* [Challenge A]: Update the records from the line that has "Reviewer note: confirm each instance of the nike" through the last line of the records by changing "white sock" to "white athletic sock" and leaving everything else the same. Give back only those lines.
* [Challenge B]: Continue the Swarthmore College history, starting right after its last sentence.

* [Selected extract]:
Swarthmore College
SWARTHMORE COLLEGE
SWARTHMORE COLLEGE, chartered by the state of Pennsylvania in 1864, was founded by the Hicksite Quakers, who split from the orthodox branch of the Society of Friends in 1827. The name derived from Swarthmoor Hall, the home of George Fox, the English founder of Quakerism. Swarthmore's governors were required to be Quakers until the college became nominally nonsectarian soon after 1900, although the Quaker influence continued. The college was coeducational from the start. Its first graduating class in 1873 consisted of one man and five women.
Early Swarthmore was shaped by a struggle between liberals, who wanted an urban location, moderate social rules, and a quality collegiate education; and traditionalists, who envisioned a rural institution, a "guarded" education to preserve Quaker traditions, and preparatory work for students not ready for college. The choice of a semirural location eleven miles southwest of Philadelphia was the first of several compromises, but tensions continued. The eighteen-year administration of the traditionalist Edward Magill, who replaced Edward Parrish as president in 1871, was marked by debates over social rules, teacher training, and precollege work. By 1890 rules were relaxed and the departments of teacher training and preparatory work were eliminated. The curriculum, already strong in science and engineering, was enriched by the expansion of electives and the creation of endowed professorships. During the presidency of Joseph Swain, from 1902 to 1921, Swarthmore joined the collegiate mainstream, boasting nationally competitive sports teams and an array of extracurricular activities. An honors system developed by President Frank Aydelotte between 1920 and 1940 featured seminars modeled on Oxford tutorials and earned Swarthmore a national reputation for academic excellence. The turmoil of the 1960s, the proliferation of new academic fields, expanded overseas study, and increased work in the performing arts brought change to the honors program but did not alter Swarthmore's position among the nation's top liberal arts colleges.

* [Dataset rows]:
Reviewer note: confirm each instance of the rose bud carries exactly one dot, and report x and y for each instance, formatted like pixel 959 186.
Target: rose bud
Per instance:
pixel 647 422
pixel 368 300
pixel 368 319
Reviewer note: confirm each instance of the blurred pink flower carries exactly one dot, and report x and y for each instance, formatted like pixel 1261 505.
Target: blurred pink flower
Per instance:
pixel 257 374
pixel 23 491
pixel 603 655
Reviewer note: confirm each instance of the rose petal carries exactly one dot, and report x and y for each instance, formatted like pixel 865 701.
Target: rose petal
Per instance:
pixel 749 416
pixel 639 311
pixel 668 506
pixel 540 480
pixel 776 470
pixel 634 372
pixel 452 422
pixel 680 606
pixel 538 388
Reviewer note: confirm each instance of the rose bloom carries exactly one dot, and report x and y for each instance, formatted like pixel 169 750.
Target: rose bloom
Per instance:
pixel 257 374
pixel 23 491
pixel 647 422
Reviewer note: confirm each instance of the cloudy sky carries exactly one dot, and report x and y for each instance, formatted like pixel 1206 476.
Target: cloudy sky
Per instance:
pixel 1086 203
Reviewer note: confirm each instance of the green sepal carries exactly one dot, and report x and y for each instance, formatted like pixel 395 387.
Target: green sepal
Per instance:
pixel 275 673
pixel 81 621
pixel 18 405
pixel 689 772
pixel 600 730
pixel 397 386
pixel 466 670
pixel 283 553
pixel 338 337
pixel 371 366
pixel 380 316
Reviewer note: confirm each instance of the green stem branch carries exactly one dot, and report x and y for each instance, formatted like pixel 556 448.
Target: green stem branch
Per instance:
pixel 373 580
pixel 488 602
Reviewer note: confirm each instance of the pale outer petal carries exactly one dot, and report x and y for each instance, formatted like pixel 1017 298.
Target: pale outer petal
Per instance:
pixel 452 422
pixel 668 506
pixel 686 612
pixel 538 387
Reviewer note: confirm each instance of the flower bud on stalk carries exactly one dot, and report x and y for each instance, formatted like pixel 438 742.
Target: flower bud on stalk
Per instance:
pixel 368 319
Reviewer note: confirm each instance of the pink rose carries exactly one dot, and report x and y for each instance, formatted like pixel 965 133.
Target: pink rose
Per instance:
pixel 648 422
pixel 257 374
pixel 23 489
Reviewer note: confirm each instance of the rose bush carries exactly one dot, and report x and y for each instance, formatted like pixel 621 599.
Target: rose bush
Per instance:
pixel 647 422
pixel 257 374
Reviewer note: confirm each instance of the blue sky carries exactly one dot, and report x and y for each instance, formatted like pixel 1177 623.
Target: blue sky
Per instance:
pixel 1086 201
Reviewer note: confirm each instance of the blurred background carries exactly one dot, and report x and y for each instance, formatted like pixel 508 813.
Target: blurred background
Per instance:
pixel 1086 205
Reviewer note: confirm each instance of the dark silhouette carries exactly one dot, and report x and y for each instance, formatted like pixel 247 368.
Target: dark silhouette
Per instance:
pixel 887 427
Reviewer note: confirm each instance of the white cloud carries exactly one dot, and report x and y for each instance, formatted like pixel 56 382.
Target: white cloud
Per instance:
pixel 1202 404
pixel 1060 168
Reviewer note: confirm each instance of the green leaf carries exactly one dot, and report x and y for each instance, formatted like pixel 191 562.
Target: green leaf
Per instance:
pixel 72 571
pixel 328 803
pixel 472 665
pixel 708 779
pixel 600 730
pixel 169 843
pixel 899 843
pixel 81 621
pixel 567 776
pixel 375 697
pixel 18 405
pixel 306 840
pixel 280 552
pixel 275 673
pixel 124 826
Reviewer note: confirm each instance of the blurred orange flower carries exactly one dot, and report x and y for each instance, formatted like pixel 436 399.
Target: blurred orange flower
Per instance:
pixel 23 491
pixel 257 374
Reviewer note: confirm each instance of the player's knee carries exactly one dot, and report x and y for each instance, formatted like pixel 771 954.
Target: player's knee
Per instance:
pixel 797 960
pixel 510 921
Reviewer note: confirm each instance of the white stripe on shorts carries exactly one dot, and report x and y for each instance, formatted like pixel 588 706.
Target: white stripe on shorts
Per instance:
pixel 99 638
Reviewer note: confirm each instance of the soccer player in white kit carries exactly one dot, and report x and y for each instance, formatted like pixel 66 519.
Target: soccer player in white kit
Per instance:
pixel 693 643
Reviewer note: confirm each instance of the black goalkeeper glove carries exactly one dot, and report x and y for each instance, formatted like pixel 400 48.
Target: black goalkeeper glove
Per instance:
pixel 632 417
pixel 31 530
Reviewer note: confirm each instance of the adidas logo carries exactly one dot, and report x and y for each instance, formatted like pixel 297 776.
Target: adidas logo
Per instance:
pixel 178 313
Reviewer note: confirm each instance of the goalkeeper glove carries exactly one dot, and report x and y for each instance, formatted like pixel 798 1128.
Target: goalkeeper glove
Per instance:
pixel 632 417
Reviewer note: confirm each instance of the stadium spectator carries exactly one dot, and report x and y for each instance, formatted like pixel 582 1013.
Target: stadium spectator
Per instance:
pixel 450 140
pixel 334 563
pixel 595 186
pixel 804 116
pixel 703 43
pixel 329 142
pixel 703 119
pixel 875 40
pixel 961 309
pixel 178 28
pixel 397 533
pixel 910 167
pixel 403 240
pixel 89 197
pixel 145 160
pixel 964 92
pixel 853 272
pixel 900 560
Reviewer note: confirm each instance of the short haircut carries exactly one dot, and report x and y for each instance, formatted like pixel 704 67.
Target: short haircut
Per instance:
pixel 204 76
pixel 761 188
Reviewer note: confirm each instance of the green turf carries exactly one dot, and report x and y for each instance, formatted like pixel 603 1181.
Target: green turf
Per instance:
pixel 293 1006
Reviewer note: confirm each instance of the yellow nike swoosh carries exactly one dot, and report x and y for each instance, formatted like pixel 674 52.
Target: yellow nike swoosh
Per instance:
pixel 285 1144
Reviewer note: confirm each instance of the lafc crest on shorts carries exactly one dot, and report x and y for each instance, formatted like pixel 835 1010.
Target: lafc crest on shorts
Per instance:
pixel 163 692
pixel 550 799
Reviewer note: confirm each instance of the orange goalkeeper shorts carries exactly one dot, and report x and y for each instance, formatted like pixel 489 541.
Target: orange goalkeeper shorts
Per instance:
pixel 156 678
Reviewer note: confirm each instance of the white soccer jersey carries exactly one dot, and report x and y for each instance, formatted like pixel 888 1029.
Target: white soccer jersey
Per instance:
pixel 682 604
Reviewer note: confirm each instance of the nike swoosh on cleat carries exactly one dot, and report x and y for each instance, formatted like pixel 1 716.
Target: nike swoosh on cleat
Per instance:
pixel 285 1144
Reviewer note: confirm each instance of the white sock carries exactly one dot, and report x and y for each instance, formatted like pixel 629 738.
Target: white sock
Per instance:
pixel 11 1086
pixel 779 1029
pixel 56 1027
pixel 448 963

* [Exercise result A]:
Reviewer note: confirm each instance of the nike swoosh on cleat carries exactly one dot, and report x and y for each instance, formatted like pixel 1 716.
Target: nike swoosh on cleat
Per instance:
pixel 285 1144
Reviewer note: confirm each instance of the white athletic sock carries exactly one dot, and report x and y for each instance, formatted like pixel 629 738.
Target: white athletic sock
Per instance:
pixel 11 1086
pixel 779 1029
pixel 56 1027
pixel 448 963

* [Exercise result B]:
Swarthmore grew steadily, supported by private donations and gifts from educational foundations. When its main building, later called Parrish, was rebuilt after a disastrous fire in 1881, students named the college newspaper the Phoenix to celebrate the rise of the college from the ashes. Between 1920 and 2001 an endowment of $3 million increased to $1 billion, and a student body of 500 grew to more than 1,400. In 2001 approximately one of three undergraduates was a person of color, while another 7 percent represented more than forty other countries. At the beginning of the twenty-first century the college's seventeen thousand living alumni included three Nobel Prize winners plus many leading scientists, academics, professionals, and social activists.
BIBLIOGRAPHY
Clark, Burton R. The Distinctive College: Antioch, Reed, and Swarthmore. Chicago: Aldine, 1970.
Leslie, W. Bruce. Gentlemen and Scholars: College and Community in the "Age of the University," 1865–1917. University Park: Pennsylvania State University Press, 1992.
Walton, Richard J. Swarthmore College: An Informal History. Swarthmore, Pa.: Swarthmore College, 1986.
Robert C.Bannister
See alsoEducation, Higher: Colleges and Universities .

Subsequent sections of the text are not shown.